▸ To do:
Copy every line below precisely as it appears.

▸ Referring expression pointing data:
Start of Block

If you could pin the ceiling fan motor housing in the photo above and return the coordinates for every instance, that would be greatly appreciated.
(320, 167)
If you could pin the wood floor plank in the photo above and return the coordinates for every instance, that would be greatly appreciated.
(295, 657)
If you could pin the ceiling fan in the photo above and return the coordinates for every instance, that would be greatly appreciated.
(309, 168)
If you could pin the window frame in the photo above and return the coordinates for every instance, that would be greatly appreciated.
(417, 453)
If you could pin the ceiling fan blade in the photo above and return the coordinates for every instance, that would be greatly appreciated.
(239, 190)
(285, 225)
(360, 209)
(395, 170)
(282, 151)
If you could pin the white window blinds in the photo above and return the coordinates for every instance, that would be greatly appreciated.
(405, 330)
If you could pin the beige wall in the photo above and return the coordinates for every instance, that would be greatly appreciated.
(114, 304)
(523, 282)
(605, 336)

End of Block

▸ Expected answer:
If you could pin the ceiling fan motor housing in the photo above and return the coordinates for every instance, that would be greatly appreciated.
(320, 167)
If you could pin the wood floor plank in the photo above and return the coordinates for every instance, that would be greatly appreciated.
(295, 657)
If you could pin the ceiling fan in the photo above and return the coordinates for every instance, that would be greatly appreciated.
(309, 168)
If you could pin the window frame in the photo above and return the coordinates for every instance, that would be greatly appreciated.
(417, 453)
If you could pin the ceiling fan blade in the photo above and return the coordinates for every instance, that would be greatly appreciated.
(239, 190)
(285, 225)
(360, 209)
(395, 170)
(282, 151)
If you could pin the white window blinds in the photo above and return the coordinates for every instance, that would be greatly appreciated.
(405, 330)
If you could pin the beige wall in the photo above and return the coordinates for every instance, that would be greatly appreciated.
(114, 304)
(523, 282)
(605, 336)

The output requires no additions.